● **Reading passage**
Start of Block

One, for example, is a small veterinary clinic, the Chester County Cat Hospital, located just outside Philadelphia, with 10 employees.
"We took over the business last June and last July is when I moved everything over to Linux," says financial manager Paul Stadler, who bought the business with his wife, the clinic's veterinarian.
"Linux was my comfort zone, and I knew I could get it to do what I wanted it to," Stadler says.
He uses an open source practice management software system, which employees access via a browser.
"They don't seem to have noticed that it's on Linux," he says.
The previous owners used a Windows-based practice management system, and inactive patients weren't ported over to the new platform. Stadler runs a Windows emulator if he needs to pull it up, he says.
In addition, there were some Office documents and spreadsheets. "Libre Office handled them seamlessly," Stadler says. "I don't think they [the former owners] knew what a macro was, so we didn't have to deal with that at all."
Employees have been using Libre Office without a problem, he adds, for simple tasks such as writing a letter to someone or moving some numbers around in an inventory tracking spreadsheet.
"I would say that, since July, they've probably come to me three times with a question on how to do something in that software," he says. "The less savvy your employees are, the less it matters -- everything they do is extremely simple."
Overall, Stadler says, he's probably saved around $10,000 a year in software costs, mostly as a result of the practice management software.
But he adds that he would have seen the same savings if he had stuck with Windows, since all the software can run on that platform, as well.
Meanwhile, drivers have sometimes been a hassle, he says. "The open source community packages them up for you, but at a pretty severe lag," he says. "When I bought new printers, I had to download the drivers. I got them to work, but you have to be technologically literate to do it. It was actually a challenge to get those drivers working."

End of Block

● **Tasks to perform**
1/ Copy out the section of the article on the cat hospital's move to Linux that starts at "He uses an open" and ends after "inventory tracking spreadsheet.".
2/ Carry on the article on the cat hospital's move to Linux, picking up after its final sentence.
What comes next is separate material, unconnected to the article on the cat hospital's move to Linux.

● **Entries provided**
Start of Block

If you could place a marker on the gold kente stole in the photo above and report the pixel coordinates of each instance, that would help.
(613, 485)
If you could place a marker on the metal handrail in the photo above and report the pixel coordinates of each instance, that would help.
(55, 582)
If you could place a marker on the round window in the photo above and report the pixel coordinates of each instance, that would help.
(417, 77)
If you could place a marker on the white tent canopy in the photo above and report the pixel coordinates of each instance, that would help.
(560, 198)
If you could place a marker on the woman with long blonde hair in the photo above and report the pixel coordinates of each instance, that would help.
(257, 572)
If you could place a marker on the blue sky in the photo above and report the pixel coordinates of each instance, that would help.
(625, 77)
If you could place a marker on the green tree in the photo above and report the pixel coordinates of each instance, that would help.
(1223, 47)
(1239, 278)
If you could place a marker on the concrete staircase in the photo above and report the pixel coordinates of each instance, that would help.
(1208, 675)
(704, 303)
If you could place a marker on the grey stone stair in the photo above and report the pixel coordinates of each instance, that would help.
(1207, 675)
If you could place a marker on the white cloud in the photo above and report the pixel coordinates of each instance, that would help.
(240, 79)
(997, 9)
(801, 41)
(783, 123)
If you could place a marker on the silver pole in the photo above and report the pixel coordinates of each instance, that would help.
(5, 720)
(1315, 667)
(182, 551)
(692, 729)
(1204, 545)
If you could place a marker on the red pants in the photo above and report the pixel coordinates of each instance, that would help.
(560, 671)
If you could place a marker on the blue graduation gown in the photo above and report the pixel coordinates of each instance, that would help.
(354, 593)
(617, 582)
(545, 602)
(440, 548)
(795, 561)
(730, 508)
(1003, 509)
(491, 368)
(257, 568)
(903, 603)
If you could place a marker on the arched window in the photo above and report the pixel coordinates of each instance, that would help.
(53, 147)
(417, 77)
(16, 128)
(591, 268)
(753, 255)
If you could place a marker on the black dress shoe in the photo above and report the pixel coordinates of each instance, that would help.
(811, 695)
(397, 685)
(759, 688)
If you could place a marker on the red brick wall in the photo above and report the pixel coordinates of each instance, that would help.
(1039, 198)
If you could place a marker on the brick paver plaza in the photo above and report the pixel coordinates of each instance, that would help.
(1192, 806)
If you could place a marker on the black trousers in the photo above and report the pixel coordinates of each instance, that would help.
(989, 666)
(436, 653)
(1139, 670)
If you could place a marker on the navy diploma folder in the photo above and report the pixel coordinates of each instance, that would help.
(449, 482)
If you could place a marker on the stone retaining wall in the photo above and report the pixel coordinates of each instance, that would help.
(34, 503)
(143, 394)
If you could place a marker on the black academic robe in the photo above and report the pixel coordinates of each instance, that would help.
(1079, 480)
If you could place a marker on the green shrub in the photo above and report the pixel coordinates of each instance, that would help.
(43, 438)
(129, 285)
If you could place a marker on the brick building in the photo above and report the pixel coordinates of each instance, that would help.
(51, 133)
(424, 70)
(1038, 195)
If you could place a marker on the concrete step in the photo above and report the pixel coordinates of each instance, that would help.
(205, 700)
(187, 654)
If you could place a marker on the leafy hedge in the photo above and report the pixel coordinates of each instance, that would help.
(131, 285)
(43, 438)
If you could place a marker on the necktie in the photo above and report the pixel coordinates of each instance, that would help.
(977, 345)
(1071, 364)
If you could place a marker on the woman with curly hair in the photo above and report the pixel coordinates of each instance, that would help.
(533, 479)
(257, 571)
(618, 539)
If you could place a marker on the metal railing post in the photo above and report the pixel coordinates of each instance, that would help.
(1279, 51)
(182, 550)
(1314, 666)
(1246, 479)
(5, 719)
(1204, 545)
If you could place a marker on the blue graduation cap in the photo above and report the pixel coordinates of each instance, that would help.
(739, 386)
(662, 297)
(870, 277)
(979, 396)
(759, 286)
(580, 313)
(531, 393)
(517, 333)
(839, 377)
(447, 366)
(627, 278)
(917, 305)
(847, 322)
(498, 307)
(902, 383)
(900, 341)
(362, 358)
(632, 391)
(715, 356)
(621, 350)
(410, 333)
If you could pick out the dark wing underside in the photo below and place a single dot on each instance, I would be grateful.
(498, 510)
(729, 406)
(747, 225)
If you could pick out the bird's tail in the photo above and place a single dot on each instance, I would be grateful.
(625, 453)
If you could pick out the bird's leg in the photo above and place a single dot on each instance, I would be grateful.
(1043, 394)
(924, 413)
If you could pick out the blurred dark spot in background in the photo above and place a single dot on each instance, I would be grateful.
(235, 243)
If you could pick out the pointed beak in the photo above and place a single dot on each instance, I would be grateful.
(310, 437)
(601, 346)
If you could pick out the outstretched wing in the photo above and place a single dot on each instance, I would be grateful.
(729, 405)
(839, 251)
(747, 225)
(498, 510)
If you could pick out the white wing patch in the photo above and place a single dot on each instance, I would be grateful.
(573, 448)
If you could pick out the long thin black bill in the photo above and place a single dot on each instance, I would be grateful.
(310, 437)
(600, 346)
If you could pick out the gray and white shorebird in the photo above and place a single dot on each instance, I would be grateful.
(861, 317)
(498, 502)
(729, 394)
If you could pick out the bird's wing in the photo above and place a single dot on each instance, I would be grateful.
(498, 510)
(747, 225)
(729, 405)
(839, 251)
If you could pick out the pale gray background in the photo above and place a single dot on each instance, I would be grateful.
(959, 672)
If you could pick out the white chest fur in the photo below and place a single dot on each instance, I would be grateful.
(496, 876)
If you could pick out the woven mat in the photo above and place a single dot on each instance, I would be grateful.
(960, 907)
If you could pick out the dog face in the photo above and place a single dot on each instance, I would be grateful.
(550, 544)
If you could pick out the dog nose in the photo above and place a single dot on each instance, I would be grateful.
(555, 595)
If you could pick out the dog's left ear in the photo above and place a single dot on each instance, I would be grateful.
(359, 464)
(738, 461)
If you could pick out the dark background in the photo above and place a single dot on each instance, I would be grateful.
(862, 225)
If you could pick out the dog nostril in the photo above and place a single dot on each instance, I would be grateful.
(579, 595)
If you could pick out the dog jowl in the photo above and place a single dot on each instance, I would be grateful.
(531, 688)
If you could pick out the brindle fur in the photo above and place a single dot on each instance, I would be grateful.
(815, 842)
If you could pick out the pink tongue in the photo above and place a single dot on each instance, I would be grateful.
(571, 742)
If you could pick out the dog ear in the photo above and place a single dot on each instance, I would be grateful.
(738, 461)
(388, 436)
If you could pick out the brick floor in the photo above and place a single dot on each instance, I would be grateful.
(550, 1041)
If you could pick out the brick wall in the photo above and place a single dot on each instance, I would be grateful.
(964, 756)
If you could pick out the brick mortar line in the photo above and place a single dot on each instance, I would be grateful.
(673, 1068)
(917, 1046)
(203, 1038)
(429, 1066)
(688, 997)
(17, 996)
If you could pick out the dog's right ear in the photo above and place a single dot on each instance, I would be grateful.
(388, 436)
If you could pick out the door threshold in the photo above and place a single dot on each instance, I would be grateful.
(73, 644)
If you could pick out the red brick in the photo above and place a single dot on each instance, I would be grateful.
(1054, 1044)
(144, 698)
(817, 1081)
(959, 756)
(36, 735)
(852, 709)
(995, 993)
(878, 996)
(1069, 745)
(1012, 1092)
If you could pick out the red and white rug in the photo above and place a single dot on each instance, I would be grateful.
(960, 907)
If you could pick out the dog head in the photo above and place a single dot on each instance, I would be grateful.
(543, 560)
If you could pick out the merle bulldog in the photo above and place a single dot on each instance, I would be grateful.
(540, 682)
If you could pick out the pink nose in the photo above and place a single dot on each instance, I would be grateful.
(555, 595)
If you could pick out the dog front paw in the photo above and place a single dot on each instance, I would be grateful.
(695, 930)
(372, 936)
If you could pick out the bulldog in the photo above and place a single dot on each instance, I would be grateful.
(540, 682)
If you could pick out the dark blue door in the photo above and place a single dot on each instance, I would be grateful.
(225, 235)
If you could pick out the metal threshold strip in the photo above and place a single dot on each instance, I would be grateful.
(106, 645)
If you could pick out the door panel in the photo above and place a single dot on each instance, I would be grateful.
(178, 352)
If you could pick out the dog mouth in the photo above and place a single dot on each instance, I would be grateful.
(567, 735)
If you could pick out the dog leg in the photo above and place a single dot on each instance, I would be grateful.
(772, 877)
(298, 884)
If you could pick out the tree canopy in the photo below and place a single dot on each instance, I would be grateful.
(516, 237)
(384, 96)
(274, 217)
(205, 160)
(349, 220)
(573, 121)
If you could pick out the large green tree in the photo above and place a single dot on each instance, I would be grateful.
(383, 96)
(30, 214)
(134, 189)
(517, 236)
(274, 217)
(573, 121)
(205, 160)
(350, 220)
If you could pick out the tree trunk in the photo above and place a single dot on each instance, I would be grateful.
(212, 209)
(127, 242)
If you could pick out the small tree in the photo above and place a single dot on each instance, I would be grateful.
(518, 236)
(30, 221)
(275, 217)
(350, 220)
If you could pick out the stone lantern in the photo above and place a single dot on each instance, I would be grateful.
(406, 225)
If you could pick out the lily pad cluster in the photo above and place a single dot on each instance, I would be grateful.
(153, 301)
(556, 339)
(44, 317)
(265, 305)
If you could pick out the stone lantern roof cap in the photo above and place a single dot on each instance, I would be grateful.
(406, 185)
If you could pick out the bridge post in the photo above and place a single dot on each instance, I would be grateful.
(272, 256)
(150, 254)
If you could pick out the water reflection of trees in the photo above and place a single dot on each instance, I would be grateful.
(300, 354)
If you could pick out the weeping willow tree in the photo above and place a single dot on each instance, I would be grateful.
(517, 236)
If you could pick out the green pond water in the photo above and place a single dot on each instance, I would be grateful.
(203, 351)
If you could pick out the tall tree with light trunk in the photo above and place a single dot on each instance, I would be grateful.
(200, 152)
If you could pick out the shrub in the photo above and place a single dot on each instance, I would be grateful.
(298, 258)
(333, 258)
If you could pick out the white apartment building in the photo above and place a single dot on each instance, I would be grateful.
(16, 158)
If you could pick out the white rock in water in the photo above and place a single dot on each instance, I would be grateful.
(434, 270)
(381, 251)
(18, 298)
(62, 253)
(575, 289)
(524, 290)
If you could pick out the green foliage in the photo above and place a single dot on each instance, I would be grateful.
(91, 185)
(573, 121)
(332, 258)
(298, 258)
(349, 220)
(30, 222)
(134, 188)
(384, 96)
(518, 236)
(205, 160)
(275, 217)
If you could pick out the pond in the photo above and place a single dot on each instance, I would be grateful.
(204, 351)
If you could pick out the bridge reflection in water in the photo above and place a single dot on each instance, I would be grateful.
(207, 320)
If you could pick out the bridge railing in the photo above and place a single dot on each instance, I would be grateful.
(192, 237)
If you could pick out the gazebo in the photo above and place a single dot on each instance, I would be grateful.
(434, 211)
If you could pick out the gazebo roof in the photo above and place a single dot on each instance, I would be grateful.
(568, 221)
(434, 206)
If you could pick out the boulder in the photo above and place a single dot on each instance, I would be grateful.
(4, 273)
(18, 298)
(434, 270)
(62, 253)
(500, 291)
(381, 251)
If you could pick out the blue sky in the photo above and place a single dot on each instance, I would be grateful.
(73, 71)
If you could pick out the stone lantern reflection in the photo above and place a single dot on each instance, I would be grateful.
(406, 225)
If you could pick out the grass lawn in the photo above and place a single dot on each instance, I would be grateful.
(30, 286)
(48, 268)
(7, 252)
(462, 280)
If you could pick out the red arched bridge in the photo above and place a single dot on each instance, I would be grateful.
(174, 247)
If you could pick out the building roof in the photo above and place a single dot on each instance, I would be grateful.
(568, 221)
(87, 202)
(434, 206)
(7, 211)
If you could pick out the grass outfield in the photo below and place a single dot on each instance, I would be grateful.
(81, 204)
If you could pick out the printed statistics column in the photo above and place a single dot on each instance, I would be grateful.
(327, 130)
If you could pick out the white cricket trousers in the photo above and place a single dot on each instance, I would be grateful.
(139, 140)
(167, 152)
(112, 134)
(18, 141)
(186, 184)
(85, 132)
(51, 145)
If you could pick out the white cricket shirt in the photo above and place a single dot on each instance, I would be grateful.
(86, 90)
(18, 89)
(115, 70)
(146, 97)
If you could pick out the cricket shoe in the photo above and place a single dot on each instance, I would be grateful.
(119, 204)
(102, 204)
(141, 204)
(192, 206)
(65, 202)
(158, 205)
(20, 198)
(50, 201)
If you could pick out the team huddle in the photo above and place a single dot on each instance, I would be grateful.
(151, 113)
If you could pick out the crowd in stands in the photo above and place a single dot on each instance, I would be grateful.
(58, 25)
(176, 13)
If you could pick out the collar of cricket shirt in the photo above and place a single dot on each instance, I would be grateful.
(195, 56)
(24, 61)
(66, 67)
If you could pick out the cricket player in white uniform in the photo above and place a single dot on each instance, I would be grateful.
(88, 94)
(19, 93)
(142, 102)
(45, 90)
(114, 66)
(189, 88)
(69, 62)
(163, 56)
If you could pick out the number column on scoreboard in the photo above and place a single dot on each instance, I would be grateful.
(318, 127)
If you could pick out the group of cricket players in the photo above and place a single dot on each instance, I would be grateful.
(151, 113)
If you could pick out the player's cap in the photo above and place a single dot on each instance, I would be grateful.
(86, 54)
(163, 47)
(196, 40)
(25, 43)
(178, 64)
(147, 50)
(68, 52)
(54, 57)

End of Block

● **Replies**
1/
He uses an open source practice management software system, which employees access via a browser.
"They don't seem to have noticed that it's on Linux," he says.
The previous owners used a Windows-based practice management system, and inactive patients weren't ported over to the new platform. Stadler runs a Windows emulator if he needs to pull it up, he says.
In addition, there were some Office documents and spreadsheets. "Libre Office handled them seamlessly," Stadler says. "I don't think they [the former owners] knew what a macro was, so we didn't have to deal with that at all."
Employees have been using Libre Office without a problem, he adds, for simple tasks such as writing a letter to someone or moving some numbers around in an inventory tracking spreadsheet.

2/
LA-based InMotion Hosting is on the opposite end of the spectrum from the Chester County Cat Hospital when it comes to the technical skills of its employees.
The company's server farms are Linux-based, and many employees are comfortable working with Linux. As a result, about 25% run Linux on their desktops, says CEO Todd Robinson. Of the rest, 65% use Windows and the rest have Macs, he adds.
In addition to problems with finding software to run on Linux, and training staffers who have grown up using Windows or Macs, Robinson says Linux desktops also have a management problem.
"It's such a flexible environment that there's a lot of freedom to do things, even things you shouldn't do," he says. "A typical thing in a Windows setting is to establish some usage policies, and set up some limitations on the systems to keep them stable. Linux doesn't have those types of standards out of the box."
Instead, companies looking to centrally manage Linux desktops have to create those types of policies and limitations, he says. "Windows is set up that way."
Other large-scale examples of Linux deployments tend to fall into one of these two extremes. Either employees use their machines in very limited ways -- such as bank tellers, for example, or store clerks -- or in very sophisticated ways where they often write their own applications and need the power and control that Linux offers.
In the big middle ground, however, the applications rule, and companies choose the platforms that give employees the software they need to do their jobs. That means Windows for general business applications, and Macs for specialized graphics work.
As more companies embrace Bring Your Own Device, web-based application delivery, or virtual desktops, Linux may have some room to expand. Until then, it's still a Windows desktop world after all.